• [The task]: When you transcribe the entries below, keep the wording exact and omit the pictures.

• [Available records]:
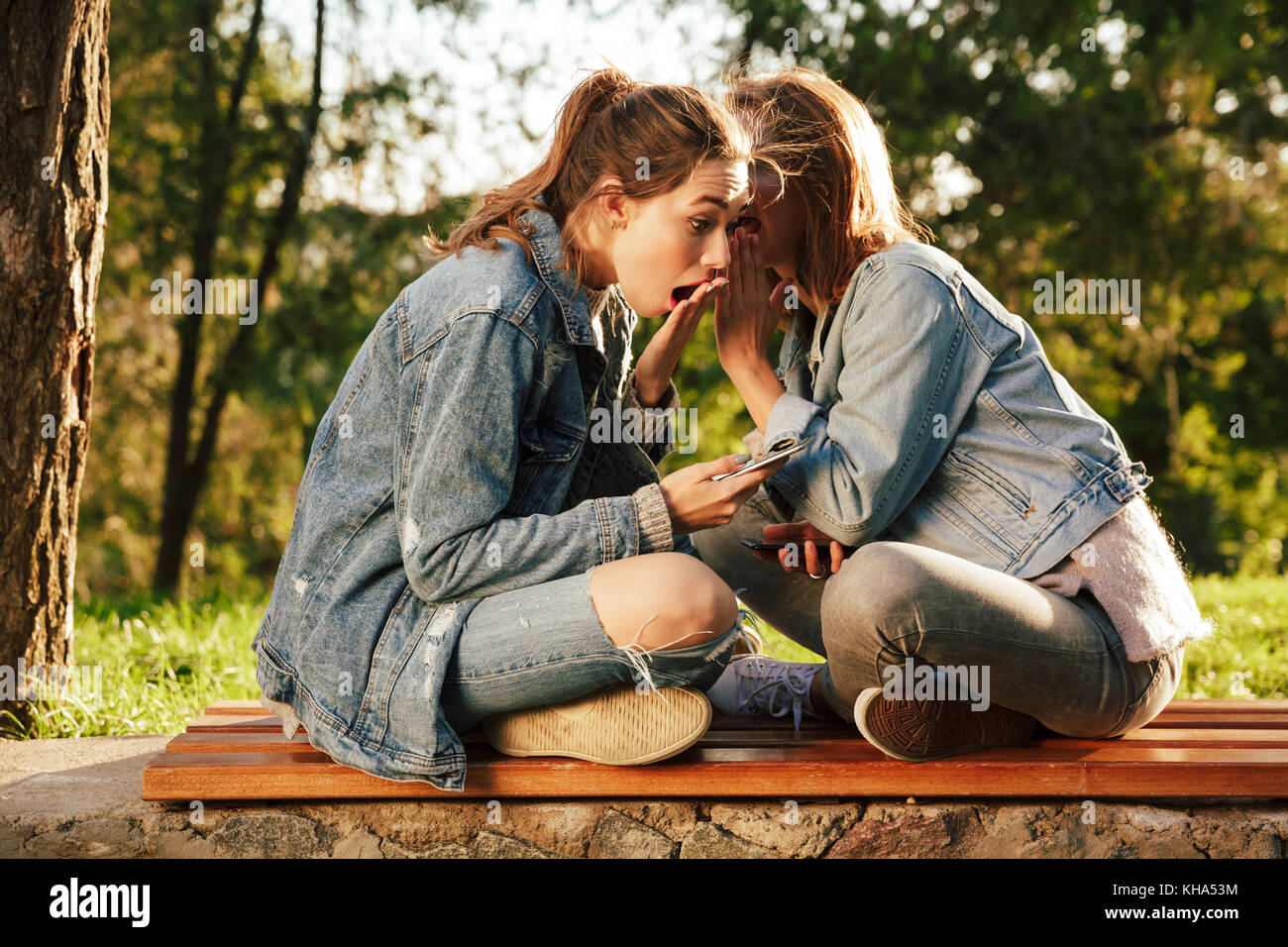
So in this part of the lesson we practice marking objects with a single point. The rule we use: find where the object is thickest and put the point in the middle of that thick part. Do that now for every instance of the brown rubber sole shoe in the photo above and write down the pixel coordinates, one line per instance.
(614, 725)
(918, 731)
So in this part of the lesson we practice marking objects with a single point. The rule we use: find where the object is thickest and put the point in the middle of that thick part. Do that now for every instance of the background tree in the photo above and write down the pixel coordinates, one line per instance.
(1129, 141)
(54, 115)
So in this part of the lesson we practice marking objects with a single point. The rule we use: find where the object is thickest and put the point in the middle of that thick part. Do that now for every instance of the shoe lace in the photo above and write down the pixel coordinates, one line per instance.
(782, 688)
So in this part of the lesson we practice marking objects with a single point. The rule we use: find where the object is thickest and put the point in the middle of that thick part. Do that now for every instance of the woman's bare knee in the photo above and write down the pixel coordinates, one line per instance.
(675, 598)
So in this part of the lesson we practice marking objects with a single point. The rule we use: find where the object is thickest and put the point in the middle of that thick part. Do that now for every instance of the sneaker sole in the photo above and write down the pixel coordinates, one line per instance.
(919, 731)
(617, 727)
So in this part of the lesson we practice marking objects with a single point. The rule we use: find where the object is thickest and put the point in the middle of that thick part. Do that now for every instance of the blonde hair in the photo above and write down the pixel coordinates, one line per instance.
(606, 125)
(819, 134)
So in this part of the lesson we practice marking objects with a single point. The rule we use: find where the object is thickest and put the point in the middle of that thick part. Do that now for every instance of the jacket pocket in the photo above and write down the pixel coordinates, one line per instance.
(546, 449)
(970, 470)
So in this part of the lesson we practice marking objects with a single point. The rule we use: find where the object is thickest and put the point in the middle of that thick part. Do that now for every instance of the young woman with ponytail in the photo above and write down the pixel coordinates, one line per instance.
(464, 549)
(973, 549)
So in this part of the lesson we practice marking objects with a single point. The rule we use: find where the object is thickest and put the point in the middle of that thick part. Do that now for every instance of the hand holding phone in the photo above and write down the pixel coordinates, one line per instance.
(773, 457)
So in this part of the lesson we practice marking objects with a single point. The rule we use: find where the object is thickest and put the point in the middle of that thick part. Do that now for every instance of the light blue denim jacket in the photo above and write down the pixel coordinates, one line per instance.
(938, 420)
(454, 464)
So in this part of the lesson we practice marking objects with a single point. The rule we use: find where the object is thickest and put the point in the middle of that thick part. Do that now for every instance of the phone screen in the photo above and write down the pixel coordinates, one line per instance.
(768, 459)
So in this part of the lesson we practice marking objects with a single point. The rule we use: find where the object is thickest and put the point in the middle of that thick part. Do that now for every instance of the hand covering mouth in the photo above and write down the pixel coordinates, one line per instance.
(682, 292)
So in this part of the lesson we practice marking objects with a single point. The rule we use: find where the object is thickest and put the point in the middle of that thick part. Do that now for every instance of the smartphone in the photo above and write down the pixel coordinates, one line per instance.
(764, 547)
(768, 459)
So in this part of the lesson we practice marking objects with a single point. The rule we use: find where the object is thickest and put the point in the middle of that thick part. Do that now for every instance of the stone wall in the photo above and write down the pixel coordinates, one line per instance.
(664, 828)
(81, 797)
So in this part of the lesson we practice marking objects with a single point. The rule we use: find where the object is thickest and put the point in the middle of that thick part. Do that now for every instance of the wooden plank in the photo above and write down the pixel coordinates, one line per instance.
(252, 707)
(1170, 719)
(1215, 738)
(752, 772)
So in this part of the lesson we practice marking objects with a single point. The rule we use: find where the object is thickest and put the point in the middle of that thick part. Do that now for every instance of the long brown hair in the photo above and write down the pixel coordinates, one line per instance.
(608, 125)
(822, 137)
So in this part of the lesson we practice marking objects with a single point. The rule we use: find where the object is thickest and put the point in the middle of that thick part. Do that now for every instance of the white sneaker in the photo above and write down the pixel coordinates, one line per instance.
(759, 684)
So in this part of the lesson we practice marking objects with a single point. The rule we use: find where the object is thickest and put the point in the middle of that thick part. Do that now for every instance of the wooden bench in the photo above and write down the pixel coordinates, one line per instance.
(1234, 749)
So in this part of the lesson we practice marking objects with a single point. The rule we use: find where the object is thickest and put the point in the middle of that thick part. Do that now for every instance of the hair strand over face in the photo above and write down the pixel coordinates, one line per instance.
(652, 138)
(819, 138)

• [Final answer]:
So in this part of the lesson we practice marking objects with a single point. The rule we use: find where the object is thickest and put the point in the middle of that thick part. Do that now for every instance of the brown rubber sole shoe in the photo above and write down the pixel coordinates, one line per instance.
(614, 725)
(918, 731)
So in this part of the lesson we practice marking objects with a single point. The rule we use: find where the object is thickest and put the point in the middle of that thick part. Do that now for every instance of the background tree in the photo above and write down the pixel coordinates, one line per instance.
(1129, 141)
(54, 115)
So in this part of the lesson we practice marking objects with a single point. The rule we use: find where the object is thickest and put the point in the middle of that thick part. Do that now for every instance of the shoe lace in the photo above and write down the pixel coordinates, one line per instance.
(782, 688)
So in this part of the lesson we practice marking objects with a single point. The rule we use: find where the object is thickest and put the point in the middle of that thick part. Do that now for every instance of the woman's bare knee in the photo above and write down the pixel coordinates, one line per instance.
(675, 598)
So in this part of the lesson we practice marking objects with a single point. The rule we use: find where the object is thickest and put the point in the middle of that thick part. Do that now for every instance of the sneaker sole in the photo above and write down the pixel coordinates, one line per instance.
(919, 731)
(617, 727)
So in this part of the lesson we practice marking objects with a single point. The rule we use: find where the object is thickest and put the point in the middle of that thick part. Do that now for every instance of the blonde hair in the photo above and write down the pixel coordinates, one line per instance.
(606, 125)
(819, 134)
So in this part of the lesson we practice marking objects with a single point. The rule we use: find where the object is thickest and put the point in the middle of that thick part. Do that now for every instance of the jacket pocket in the photo above and write down the pixel coordinates, one line per instance.
(546, 449)
(970, 470)
So in this part of the lesson we practice marking objects with a single point. The rule we use: find where the object is thickest and put the point in the middle of that thick part. Do that now for every instance of the young woman with ponytail in the photo above and write down the pixel coordinates, one line per instance.
(464, 549)
(973, 549)
So in this part of the lesson we practice marking objects with a single point. The rule we use: find where the object is thickest and put the point in the middle of that thick part. Do that now for every instance of the hand holding phone in the photo above and write down the pixel coordinates, one line per instance.
(773, 457)
So in this part of the lesson we practice marking objects with a single point. The rule we use: find where the object is thickest and put the point in the middle of that thick part. Do that now for every instance of the light blue denim jacket in the photo above and write down the pixel coordinates, one line per instance.
(938, 420)
(454, 464)
So in this part of the lesson we practice marking objects with a single point. The rule we use: find where the object is thickest and put the point in the middle of that thick part. Do that now for every instance of the phone screen in the photo above and write down the pixel coordinates, one line per instance.
(768, 459)
So in this part of the lesson we practice marking objects with a single point. The rule we use: find where the object is thickest and put the point in the middle of that thick part. Do that now for every instance of the hand covering mouth in the photo above and write down the pixel coordinates, one line per instance.
(682, 292)
So in this part of the lesson we practice marking objects with a single point. The rule we use: find where the object is thickest and put the point in the middle of that thick part. Do that now for every instance of the smartphone in the photo above and write down the pixel coordinates, one line per instance.
(764, 547)
(768, 459)
So in this part of the lesson we practice marking objects with a single point. The rule we use: find where the object is thickest and put the point in the middle of that thick part. Do that now for every instance of the stone wall in the photo above and write down the pixel coordinates, one line per instance.
(664, 828)
(81, 797)
So in this part of the lesson we practice marking objects with a single point. The rule we use: find where the object is thickest and put the point in the middle of that thick part. Do that now for every instance of the wooden plank in the photo above and write down the pixel coordinates, one line per instance.
(252, 707)
(1170, 719)
(1215, 738)
(752, 772)
So in this part of the lesson we practice marking objects with a single point. The rule we use: find where the object is thickest and put the point in the middle of that thick part. Do that now for every instance of the long brown hair in the photo above and write down the pixel coordinates, one line per instance.
(608, 125)
(822, 137)
So in this part of the lesson we practice marking objects with a single point. The rule we use: find where the object is thickest and put the point in the middle of that thick part. Do that now for every instance of the white sneaker in the photo above and write down the pixel coordinates, one line per instance.
(759, 684)
So in this part of the lesson we practice marking objects with a single point. The rule we use: find where the object is thickest and put the point in the middle of that thick part. Do that now for every instance of the wooden bench in the photo above and write down the pixel coordinates, one line per instance.
(1234, 749)
So in this part of the lesson we practice marking objects with a single point. The rule we use: find where the object is thickest and put the point in the middle of that thick part. Do that now for every instance of the hair strand over face in the photo above and write down the pixel coordinates, one line per instance.
(652, 138)
(819, 138)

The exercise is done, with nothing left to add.